- _READING PASSAGE_

Jim VanNatta, Owner-Operator, Hockinson Market shares how he survived the recession of 2008 and transformed his business into a thriving pizza shop and taproom.

Meet Jim VanNatta, Owner-Operator of Hockinson Market and Amazon Business small business customer. 26 years ago, Jim VanNatta bought Hockinson Market, a country store near his hometown in Clark County, Washington that sold groceries, gas, and video rentals. After years of booming development in the area, Jim’s bustling business was brought to a halt in 2008 due to the economic recession. Learn how he pivoted his business with help from his son and Hockinson Market General Manager, Justin VanNatta.

Q&A with Jim VanNatta, Owner-Operator, Hockinson Market


Want to learn more about Jim’s entrepreneurial journey? Read the Q&A below to learn about how Jim got into the grocery store business, why he chose to pivot away from groceries, and how he transitioned his business into a pizza shop and tap room.


Jim VanNatta, Owner-)perator, Hockinson Market


“I jokingly tell people I’m both the president and janitor of the company.”

— Jim VanNatta, Owner-Operator, Hockinson Market

Q: As a small business owner, what roles do you play in your company?

- _BRIEF 1_
Transcribe the Hockinson Market piece between "Jim VanNatta, Owner-Operator, Hockinson Market shares" and "shop and taproom.", inclusive.

- _Image point annotation entries_
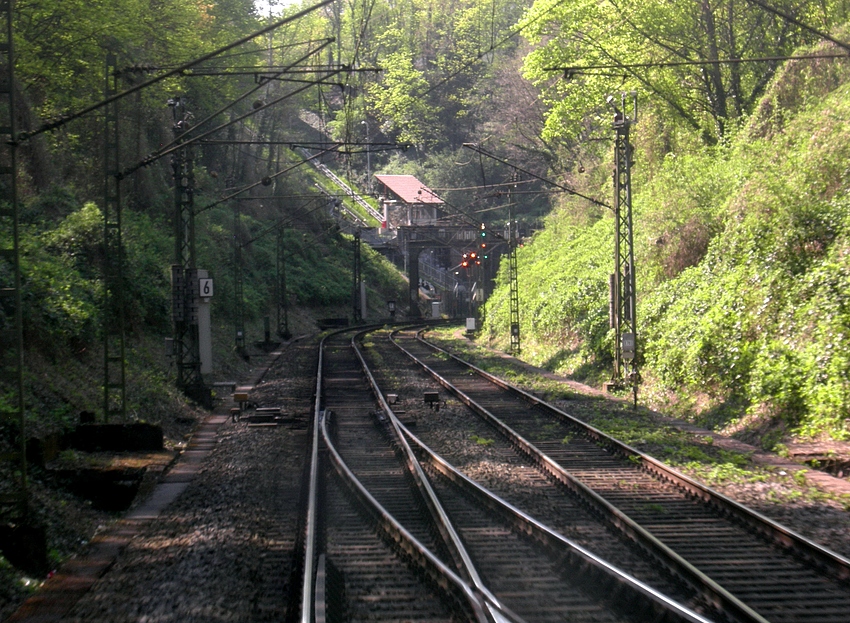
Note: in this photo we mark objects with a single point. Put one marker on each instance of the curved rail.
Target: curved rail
(441, 574)
(589, 563)
(707, 586)
(836, 565)
(631, 589)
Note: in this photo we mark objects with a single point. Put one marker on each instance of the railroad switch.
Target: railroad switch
(432, 399)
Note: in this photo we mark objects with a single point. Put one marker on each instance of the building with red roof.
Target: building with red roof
(407, 201)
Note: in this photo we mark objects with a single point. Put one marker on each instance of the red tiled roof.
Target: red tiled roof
(409, 189)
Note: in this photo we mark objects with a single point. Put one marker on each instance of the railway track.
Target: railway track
(750, 568)
(481, 560)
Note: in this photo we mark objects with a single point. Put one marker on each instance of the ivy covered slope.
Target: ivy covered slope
(743, 258)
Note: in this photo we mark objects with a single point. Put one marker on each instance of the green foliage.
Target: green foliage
(640, 39)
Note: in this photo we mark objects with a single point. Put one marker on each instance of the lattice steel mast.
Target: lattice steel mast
(513, 278)
(358, 279)
(281, 295)
(184, 273)
(622, 285)
(114, 386)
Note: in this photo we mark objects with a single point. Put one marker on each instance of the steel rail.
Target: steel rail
(443, 576)
(822, 558)
(580, 557)
(703, 584)
(450, 536)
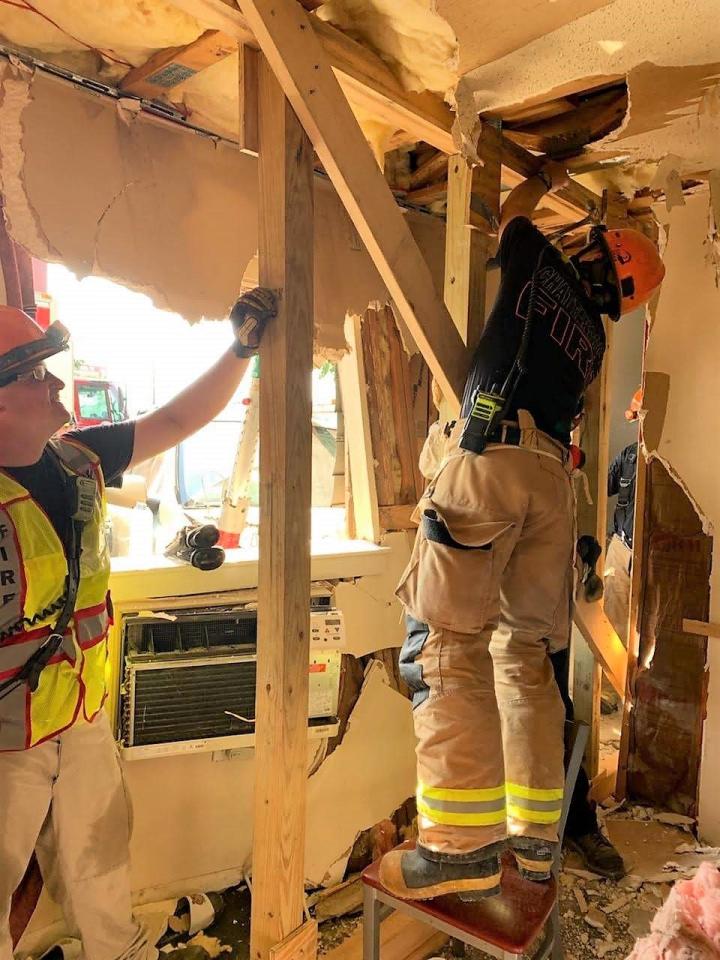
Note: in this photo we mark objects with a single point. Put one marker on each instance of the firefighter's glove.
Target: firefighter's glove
(249, 317)
(588, 552)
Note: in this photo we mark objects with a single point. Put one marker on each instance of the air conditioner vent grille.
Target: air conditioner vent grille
(177, 703)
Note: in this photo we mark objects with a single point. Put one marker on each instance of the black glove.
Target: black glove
(249, 316)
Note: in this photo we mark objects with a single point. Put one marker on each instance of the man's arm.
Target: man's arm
(207, 396)
(190, 410)
(523, 199)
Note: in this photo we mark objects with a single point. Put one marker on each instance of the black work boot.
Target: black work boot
(598, 854)
(422, 874)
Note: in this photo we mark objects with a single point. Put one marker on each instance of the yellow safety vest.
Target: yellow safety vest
(33, 568)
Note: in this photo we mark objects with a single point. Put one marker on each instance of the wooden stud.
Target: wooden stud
(286, 265)
(358, 438)
(168, 69)
(296, 55)
(300, 945)
(639, 560)
(371, 86)
(434, 168)
(248, 62)
(700, 628)
(572, 131)
(592, 519)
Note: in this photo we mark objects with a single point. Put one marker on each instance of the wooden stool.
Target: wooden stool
(523, 917)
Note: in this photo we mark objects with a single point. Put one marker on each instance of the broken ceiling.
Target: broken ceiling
(485, 57)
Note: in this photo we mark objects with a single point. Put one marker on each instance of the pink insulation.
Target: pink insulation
(687, 926)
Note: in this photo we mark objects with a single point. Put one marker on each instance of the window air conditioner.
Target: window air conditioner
(188, 680)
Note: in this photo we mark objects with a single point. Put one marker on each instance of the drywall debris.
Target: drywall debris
(367, 777)
(409, 35)
(667, 178)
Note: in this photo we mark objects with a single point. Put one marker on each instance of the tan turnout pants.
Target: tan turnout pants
(616, 595)
(66, 797)
(488, 714)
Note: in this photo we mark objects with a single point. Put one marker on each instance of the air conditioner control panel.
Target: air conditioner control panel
(327, 629)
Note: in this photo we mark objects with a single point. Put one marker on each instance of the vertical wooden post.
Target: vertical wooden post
(286, 265)
(592, 519)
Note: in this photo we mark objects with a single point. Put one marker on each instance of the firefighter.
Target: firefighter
(618, 560)
(60, 783)
(490, 573)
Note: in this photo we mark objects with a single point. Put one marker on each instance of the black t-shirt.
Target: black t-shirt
(621, 481)
(112, 443)
(567, 341)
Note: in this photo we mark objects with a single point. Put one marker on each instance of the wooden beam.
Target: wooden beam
(465, 253)
(248, 66)
(304, 71)
(358, 438)
(371, 86)
(639, 561)
(700, 628)
(590, 654)
(286, 265)
(432, 170)
(572, 131)
(170, 68)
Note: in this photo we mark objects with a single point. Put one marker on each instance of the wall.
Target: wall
(683, 422)
(193, 815)
(162, 209)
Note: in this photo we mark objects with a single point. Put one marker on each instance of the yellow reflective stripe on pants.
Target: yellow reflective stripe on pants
(461, 796)
(532, 793)
(534, 816)
(534, 805)
(454, 807)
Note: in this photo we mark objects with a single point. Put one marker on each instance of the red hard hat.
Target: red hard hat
(23, 343)
(639, 271)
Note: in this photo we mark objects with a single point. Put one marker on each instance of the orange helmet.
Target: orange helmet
(633, 411)
(23, 343)
(639, 271)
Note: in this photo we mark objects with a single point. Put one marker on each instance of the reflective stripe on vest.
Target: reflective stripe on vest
(33, 568)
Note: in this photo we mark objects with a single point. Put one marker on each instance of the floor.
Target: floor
(600, 918)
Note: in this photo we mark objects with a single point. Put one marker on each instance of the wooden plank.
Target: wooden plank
(588, 653)
(305, 73)
(168, 69)
(401, 938)
(572, 131)
(701, 628)
(301, 944)
(431, 170)
(248, 65)
(486, 178)
(353, 383)
(286, 265)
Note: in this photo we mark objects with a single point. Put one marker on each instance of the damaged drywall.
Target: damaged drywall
(367, 777)
(161, 209)
(683, 419)
(373, 616)
(670, 59)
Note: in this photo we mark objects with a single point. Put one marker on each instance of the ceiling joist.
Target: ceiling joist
(370, 86)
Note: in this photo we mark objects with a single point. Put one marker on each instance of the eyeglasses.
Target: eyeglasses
(38, 373)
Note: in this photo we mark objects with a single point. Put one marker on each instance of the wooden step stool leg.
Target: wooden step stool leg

- _BRIEF 2_
Format the records from the line containing "of the floor." through the final line of the records, inclusive, as a Markdown table with a Row column holding a running number and a Line column holding each line, and leave out blank lines.

- _EXPECTED OUTPUT 1_
Jim VanNatta, Owner-Operator, Hockinson Market shares how he survived the recession of 2008 and transformed his business into a thriving pizza shop and taproom.

- _EXPECTED OUTPUT 2_
| Row | Line |
|---|---|
| 1 | Note: in this photo we mark objects with a single point. Put one marker on each instance of the floor. |
| 2 | Target: floor |
| 3 | (600, 918) |
| 4 | Note: in this photo we mark objects with a single point. Put one marker on each instance of the wooden plank. |
| 5 | Target: wooden plank |
| 6 | (588, 653) |
| 7 | (305, 73) |
| 8 | (168, 69) |
| 9 | (401, 938) |
| 10 | (572, 131) |
| 11 | (701, 628) |
| 12 | (301, 944) |
| 13 | (431, 170) |
| 14 | (248, 65) |
| 15 | (486, 178) |
| 16 | (353, 383) |
| 17 | (286, 265) |
| 18 | Note: in this photo we mark objects with a single point. Put one marker on each instance of the damaged drywall. |
| 19 | Target: damaged drywall |
| 20 | (367, 777) |
| 21 | (161, 209) |
| 22 | (683, 419) |
| 23 | (373, 616) |
| 24 | (670, 59) |
| 25 | Note: in this photo we mark objects with a single point. Put one marker on each instance of the ceiling joist. |
| 26 | Target: ceiling joist |
| 27 | (370, 86) |
| 28 | Note: in this photo we mark objects with a single point. Put one marker on each instance of the eyeglasses. |
| 29 | Target: eyeglasses |
| 30 | (38, 373) |
| 31 | Note: in this photo we mark objects with a single point. Put one marker on each instance of the wooden step stool leg. |
| 32 | Target: wooden step stool leg |